▶ **Your assignment**
All the data below goes into the copy word for word, but the pictures don't.

Point-per-instance localization data
--- START ---
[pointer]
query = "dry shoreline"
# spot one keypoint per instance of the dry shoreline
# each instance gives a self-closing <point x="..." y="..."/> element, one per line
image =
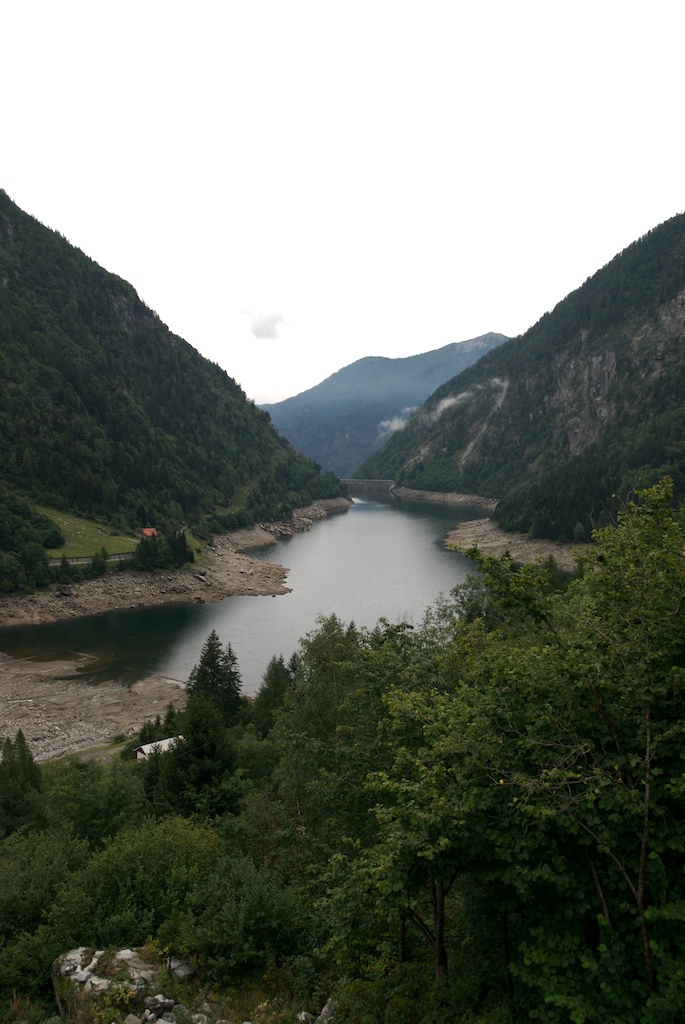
<point x="59" y="714"/>
<point x="487" y="537"/>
--- END ---
▶ **Written response**
[pointer]
query = "dry shoreline"
# spot one keypoint per instance of the dry shoreline
# each instance gives a self-closing <point x="..." y="..."/> element, one per line
image =
<point x="59" y="714"/>
<point x="487" y="537"/>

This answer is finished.